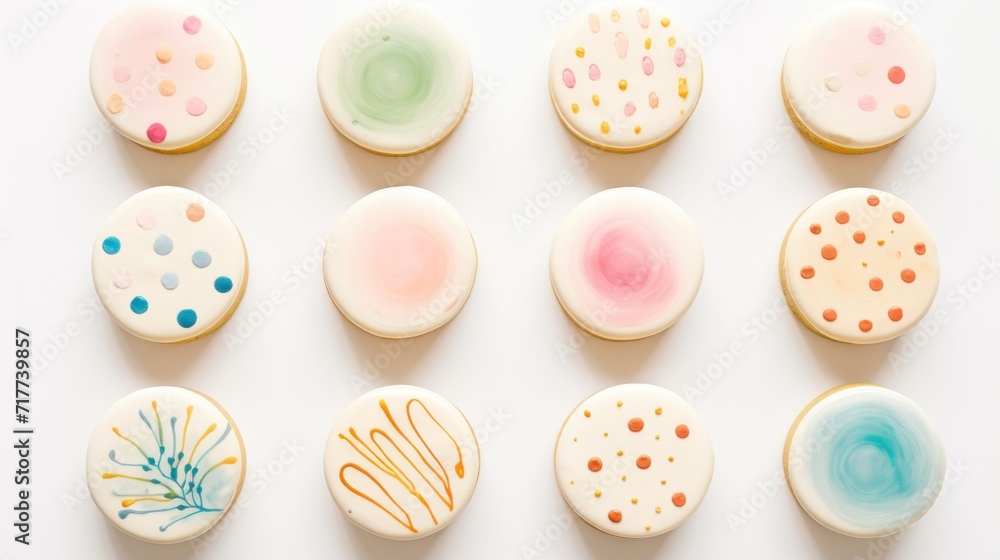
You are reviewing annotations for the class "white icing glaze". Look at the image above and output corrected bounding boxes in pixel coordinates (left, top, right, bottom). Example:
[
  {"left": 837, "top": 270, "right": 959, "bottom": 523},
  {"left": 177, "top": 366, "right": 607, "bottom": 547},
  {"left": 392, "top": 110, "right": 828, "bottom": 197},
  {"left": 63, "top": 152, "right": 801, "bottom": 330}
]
[
  {"left": 549, "top": 1, "right": 702, "bottom": 152},
  {"left": 549, "top": 187, "right": 705, "bottom": 340},
  {"left": 785, "top": 385, "right": 947, "bottom": 538},
  {"left": 324, "top": 385, "right": 479, "bottom": 540},
  {"left": 781, "top": 188, "right": 941, "bottom": 344},
  {"left": 782, "top": 2, "right": 937, "bottom": 150},
  {"left": 90, "top": 1, "right": 245, "bottom": 152},
  {"left": 555, "top": 384, "right": 715, "bottom": 538},
  {"left": 323, "top": 187, "right": 478, "bottom": 338},
  {"left": 317, "top": 2, "right": 472, "bottom": 156},
  {"left": 87, "top": 387, "right": 246, "bottom": 544},
  {"left": 92, "top": 187, "right": 248, "bottom": 343}
]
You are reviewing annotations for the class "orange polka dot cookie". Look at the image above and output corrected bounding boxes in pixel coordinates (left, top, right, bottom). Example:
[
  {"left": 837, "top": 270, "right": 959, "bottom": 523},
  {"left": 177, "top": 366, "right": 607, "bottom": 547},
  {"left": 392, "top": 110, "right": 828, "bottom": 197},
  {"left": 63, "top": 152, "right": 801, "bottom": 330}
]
[
  {"left": 781, "top": 2, "right": 937, "bottom": 153},
  {"left": 779, "top": 188, "right": 940, "bottom": 344},
  {"left": 555, "top": 384, "right": 715, "bottom": 538},
  {"left": 90, "top": 1, "right": 247, "bottom": 154},
  {"left": 549, "top": 0, "right": 702, "bottom": 153}
]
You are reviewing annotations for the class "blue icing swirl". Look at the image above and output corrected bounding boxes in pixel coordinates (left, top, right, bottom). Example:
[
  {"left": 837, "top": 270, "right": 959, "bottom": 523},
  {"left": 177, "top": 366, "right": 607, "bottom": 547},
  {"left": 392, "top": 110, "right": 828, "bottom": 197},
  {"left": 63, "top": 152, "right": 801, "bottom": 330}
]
[{"left": 807, "top": 401, "right": 944, "bottom": 528}]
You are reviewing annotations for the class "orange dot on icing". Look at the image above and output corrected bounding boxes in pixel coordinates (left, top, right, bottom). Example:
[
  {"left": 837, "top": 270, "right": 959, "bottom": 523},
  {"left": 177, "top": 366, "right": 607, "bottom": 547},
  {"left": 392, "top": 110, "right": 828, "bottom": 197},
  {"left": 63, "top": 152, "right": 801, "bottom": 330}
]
[
  {"left": 194, "top": 51, "right": 215, "bottom": 70},
  {"left": 628, "top": 418, "right": 646, "bottom": 432},
  {"left": 184, "top": 202, "right": 205, "bottom": 222}
]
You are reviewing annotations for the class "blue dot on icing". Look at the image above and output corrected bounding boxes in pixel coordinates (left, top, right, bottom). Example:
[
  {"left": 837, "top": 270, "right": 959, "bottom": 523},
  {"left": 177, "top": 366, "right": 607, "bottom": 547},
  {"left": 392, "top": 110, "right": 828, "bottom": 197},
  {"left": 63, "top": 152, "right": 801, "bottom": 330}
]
[
  {"left": 191, "top": 249, "right": 212, "bottom": 268},
  {"left": 215, "top": 276, "right": 233, "bottom": 294},
  {"left": 177, "top": 309, "right": 198, "bottom": 329},
  {"left": 129, "top": 296, "right": 149, "bottom": 315},
  {"left": 153, "top": 234, "right": 174, "bottom": 255},
  {"left": 160, "top": 272, "right": 181, "bottom": 290},
  {"left": 101, "top": 235, "right": 122, "bottom": 255}
]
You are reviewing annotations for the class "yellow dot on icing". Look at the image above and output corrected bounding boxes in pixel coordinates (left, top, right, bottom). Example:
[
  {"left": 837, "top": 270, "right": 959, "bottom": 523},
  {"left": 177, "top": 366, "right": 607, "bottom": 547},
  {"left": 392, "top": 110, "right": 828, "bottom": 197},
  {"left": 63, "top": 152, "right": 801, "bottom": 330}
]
[
  {"left": 194, "top": 52, "right": 215, "bottom": 70},
  {"left": 107, "top": 93, "right": 125, "bottom": 115},
  {"left": 160, "top": 78, "right": 177, "bottom": 97},
  {"left": 156, "top": 43, "right": 174, "bottom": 64}
]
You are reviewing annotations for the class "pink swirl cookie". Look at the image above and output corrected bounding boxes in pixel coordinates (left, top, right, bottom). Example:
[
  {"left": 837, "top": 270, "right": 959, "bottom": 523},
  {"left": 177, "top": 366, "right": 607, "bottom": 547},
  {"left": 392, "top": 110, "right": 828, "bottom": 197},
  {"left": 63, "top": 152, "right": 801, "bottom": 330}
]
[
  {"left": 781, "top": 2, "right": 936, "bottom": 153},
  {"left": 779, "top": 188, "right": 941, "bottom": 344},
  {"left": 549, "top": 187, "right": 705, "bottom": 340},
  {"left": 90, "top": 1, "right": 246, "bottom": 154}
]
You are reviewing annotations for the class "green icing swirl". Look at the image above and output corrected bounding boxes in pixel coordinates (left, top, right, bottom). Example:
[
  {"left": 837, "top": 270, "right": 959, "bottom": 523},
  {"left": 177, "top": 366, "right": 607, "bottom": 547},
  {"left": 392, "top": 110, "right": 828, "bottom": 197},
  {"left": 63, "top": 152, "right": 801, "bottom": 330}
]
[{"left": 338, "top": 31, "right": 451, "bottom": 133}]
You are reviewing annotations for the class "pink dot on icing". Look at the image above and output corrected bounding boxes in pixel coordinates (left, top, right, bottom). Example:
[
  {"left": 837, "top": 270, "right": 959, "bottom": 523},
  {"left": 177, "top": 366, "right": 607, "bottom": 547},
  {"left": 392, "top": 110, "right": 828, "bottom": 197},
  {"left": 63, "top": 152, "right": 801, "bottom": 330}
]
[
  {"left": 589, "top": 64, "right": 601, "bottom": 82},
  {"left": 184, "top": 16, "right": 201, "bottom": 35},
  {"left": 563, "top": 68, "right": 576, "bottom": 89},
  {"left": 642, "top": 56, "right": 653, "bottom": 76},
  {"left": 187, "top": 97, "right": 208, "bottom": 117},
  {"left": 111, "top": 66, "right": 132, "bottom": 83},
  {"left": 146, "top": 123, "right": 167, "bottom": 144},
  {"left": 858, "top": 94, "right": 878, "bottom": 113},
  {"left": 868, "top": 27, "right": 885, "bottom": 45}
]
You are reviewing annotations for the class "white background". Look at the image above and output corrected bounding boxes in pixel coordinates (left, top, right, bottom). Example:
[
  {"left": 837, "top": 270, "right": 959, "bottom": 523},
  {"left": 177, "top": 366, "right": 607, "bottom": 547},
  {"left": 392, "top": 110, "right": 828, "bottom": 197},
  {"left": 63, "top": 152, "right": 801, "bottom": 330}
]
[{"left": 0, "top": 0, "right": 1000, "bottom": 560}]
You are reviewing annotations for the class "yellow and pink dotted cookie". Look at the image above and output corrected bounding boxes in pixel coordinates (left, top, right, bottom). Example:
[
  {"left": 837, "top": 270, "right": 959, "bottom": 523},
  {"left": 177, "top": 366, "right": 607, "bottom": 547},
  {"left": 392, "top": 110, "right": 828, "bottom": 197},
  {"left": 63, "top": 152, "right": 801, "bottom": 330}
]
[
  {"left": 781, "top": 2, "right": 937, "bottom": 153},
  {"left": 90, "top": 2, "right": 246, "bottom": 153},
  {"left": 779, "top": 188, "right": 941, "bottom": 344},
  {"left": 549, "top": 1, "right": 702, "bottom": 153},
  {"left": 555, "top": 383, "right": 715, "bottom": 538}
]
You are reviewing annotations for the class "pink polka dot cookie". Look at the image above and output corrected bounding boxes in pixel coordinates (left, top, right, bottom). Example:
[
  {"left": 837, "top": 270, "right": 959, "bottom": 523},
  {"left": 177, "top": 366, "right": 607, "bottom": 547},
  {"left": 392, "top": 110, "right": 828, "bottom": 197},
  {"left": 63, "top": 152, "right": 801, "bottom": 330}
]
[
  {"left": 779, "top": 188, "right": 940, "bottom": 344},
  {"left": 555, "top": 384, "right": 715, "bottom": 538},
  {"left": 781, "top": 2, "right": 937, "bottom": 153},
  {"left": 323, "top": 187, "right": 479, "bottom": 339},
  {"left": 549, "top": 0, "right": 702, "bottom": 153},
  {"left": 90, "top": 1, "right": 247, "bottom": 154},
  {"left": 549, "top": 187, "right": 705, "bottom": 340}
]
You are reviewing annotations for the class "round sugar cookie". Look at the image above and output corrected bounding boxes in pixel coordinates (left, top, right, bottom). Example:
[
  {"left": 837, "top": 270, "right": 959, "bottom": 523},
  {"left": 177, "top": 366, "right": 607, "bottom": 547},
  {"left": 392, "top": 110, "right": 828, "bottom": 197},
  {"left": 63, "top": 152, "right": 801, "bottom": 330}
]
[
  {"left": 778, "top": 188, "right": 941, "bottom": 344},
  {"left": 781, "top": 2, "right": 937, "bottom": 153},
  {"left": 549, "top": 187, "right": 705, "bottom": 340},
  {"left": 90, "top": 0, "right": 247, "bottom": 154},
  {"left": 87, "top": 387, "right": 246, "bottom": 544},
  {"left": 324, "top": 385, "right": 479, "bottom": 540},
  {"left": 549, "top": 0, "right": 702, "bottom": 153},
  {"left": 784, "top": 383, "right": 947, "bottom": 538},
  {"left": 317, "top": 2, "right": 472, "bottom": 156},
  {"left": 555, "top": 383, "right": 715, "bottom": 538},
  {"left": 92, "top": 187, "right": 249, "bottom": 343},
  {"left": 323, "top": 187, "right": 479, "bottom": 339}
]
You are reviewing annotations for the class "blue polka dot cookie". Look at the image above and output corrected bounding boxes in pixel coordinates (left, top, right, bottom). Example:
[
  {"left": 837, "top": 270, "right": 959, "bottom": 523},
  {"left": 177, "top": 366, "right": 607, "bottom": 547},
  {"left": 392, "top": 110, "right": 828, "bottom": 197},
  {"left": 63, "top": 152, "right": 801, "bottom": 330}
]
[{"left": 92, "top": 187, "right": 249, "bottom": 343}]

****

**Written request**
Which lines in the entries above contain the word "yellow"? Report each of them in full.

**Worked answer**
You are reviewing annotations for the class "yellow dot on icing". Look at the image above and output corrected bounding boxes in pixel coordinates (left, top, right, bottom). Example:
You are reviewing annotations for the class "yellow and pink dotted cookie". Look at the image above and output corrected bounding boxes in pixel coordinates (left, top, right, bottom). Example:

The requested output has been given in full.